§ SET EXERCISE
Scale the listing from the line containing "Reviewer note: confirm that each instance of the tree" up to and including the line containing "[(275, 357)]", and give only those lines again, requests included. Multiply each keypoint coordinate in the answers by 0.7 and round to whole numbers, with halves rounded up.
--- START GIVEN INFORMATION ---
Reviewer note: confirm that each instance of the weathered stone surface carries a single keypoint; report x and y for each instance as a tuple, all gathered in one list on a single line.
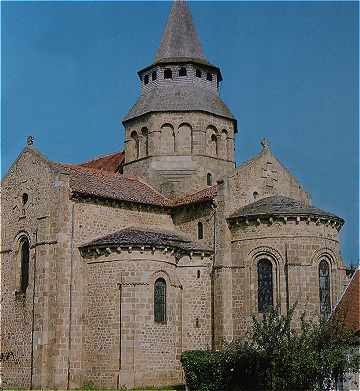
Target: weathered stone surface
[(99, 240)]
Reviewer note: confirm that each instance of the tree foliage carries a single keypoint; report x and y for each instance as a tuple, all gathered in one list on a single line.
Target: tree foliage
[(275, 357)]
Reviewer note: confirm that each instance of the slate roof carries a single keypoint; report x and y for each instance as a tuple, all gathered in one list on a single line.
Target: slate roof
[(103, 184), (148, 237), (280, 205), (110, 162), (180, 38), (348, 308), (179, 98)]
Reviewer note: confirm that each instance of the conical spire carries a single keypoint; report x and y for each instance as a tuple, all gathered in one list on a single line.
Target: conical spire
[(180, 39)]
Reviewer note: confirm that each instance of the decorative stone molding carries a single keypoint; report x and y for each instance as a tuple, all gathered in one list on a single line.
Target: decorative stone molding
[(268, 251), (90, 252), (328, 253), (285, 219)]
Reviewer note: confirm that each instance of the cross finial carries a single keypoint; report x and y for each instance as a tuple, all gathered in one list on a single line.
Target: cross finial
[(265, 143), (30, 140)]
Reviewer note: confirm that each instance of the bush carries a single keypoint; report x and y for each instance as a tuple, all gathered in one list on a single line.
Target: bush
[(204, 370), (276, 358)]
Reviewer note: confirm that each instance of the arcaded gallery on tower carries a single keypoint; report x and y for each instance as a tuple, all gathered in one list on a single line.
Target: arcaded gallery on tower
[(113, 267)]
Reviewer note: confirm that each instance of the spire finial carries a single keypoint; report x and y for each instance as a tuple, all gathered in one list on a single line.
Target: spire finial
[(265, 143), (180, 39), (30, 140)]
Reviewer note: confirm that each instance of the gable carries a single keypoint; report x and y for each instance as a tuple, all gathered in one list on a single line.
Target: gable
[(263, 176)]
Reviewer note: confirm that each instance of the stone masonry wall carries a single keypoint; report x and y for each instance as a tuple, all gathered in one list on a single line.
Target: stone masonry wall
[(180, 151), (302, 245), (29, 322), (262, 176)]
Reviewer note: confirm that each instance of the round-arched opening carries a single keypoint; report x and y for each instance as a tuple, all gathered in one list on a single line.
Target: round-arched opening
--- END GIVEN INFORMATION ---
§ FINISHED EXERCISE
Reviewer note: confirm that each instance of the tree foliage carries a single keypoint; report x and y for each instance as a tuple, all gathered in one list on a single line.
Target: tree foliage
[(193, 250)]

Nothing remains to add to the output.